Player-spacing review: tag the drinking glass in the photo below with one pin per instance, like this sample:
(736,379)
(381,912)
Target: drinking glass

* * *

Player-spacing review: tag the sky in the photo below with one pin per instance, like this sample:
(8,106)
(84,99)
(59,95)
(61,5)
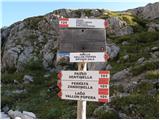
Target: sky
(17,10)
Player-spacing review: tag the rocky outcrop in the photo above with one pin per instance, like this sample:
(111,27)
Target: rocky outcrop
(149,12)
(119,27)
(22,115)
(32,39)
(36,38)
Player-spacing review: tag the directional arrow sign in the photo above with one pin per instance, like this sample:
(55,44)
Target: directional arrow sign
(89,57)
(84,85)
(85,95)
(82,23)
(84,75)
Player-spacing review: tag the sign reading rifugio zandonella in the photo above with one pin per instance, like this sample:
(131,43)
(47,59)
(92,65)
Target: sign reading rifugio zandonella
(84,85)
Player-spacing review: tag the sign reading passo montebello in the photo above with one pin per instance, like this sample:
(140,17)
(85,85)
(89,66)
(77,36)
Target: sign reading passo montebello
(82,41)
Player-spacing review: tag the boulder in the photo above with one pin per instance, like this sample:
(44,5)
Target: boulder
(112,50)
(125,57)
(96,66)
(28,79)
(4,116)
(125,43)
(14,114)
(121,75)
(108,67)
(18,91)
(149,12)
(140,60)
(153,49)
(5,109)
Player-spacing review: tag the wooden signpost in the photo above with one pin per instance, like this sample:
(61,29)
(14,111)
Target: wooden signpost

---

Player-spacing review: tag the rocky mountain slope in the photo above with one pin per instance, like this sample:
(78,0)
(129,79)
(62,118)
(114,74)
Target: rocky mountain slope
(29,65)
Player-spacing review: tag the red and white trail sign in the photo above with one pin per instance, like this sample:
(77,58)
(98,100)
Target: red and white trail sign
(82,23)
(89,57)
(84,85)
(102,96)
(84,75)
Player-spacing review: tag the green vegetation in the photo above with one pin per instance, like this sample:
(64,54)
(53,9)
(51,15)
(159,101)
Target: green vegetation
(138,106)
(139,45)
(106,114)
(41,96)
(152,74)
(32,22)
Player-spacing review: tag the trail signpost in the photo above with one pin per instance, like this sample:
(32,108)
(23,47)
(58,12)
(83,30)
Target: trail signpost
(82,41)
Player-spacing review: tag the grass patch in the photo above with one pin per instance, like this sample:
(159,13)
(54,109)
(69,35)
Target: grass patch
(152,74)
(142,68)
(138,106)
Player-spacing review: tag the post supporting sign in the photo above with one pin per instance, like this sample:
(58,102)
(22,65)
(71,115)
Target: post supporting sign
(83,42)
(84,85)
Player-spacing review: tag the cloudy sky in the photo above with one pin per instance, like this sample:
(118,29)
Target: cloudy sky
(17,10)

#### [TASK DESCRIPTION]
Put the listing's lines into a numbered list, beginning with the line that contains "Player-spacing review: tag the sign reading rifugio" and continuing through the line that contains "Target: wooden signpost", with both of those lines included. Omit any blank lines.

#### [SOLUTION TO THIS TASK]
1. Player-spacing review: tag the sign reading rifugio zandonella in the photo above with one pin per instance, like this sample:
2. (131,43)
3. (47,59)
4. (92,65)
5. Target: sign reading rifugio zandonella
6. (84,85)
7. Player-spacing review: tag the sign reading passo montebello in the photo above with one pin per instance, like this sample:
8. (140,17)
9. (85,85)
10. (89,66)
11. (77,36)
12. Target: sign reading passo montebello
13. (82,41)
14. Player-spacing review: tag the boulder in the photo above with one pin per instance, like this sample:
15. (44,5)
16. Target: boulder
17. (112,50)
18. (125,57)
19. (96,66)
20. (28,79)
21. (4,116)
22. (125,43)
23. (14,114)
24. (121,75)
25. (108,67)
26. (18,91)
27. (149,12)
28. (140,60)
29. (153,49)
30. (5,109)
31. Player-spacing review: tag the wooden signpost in the photo above with one pin per instance, like this sample:
32. (61,29)
33. (14,111)
34. Target: wooden signpost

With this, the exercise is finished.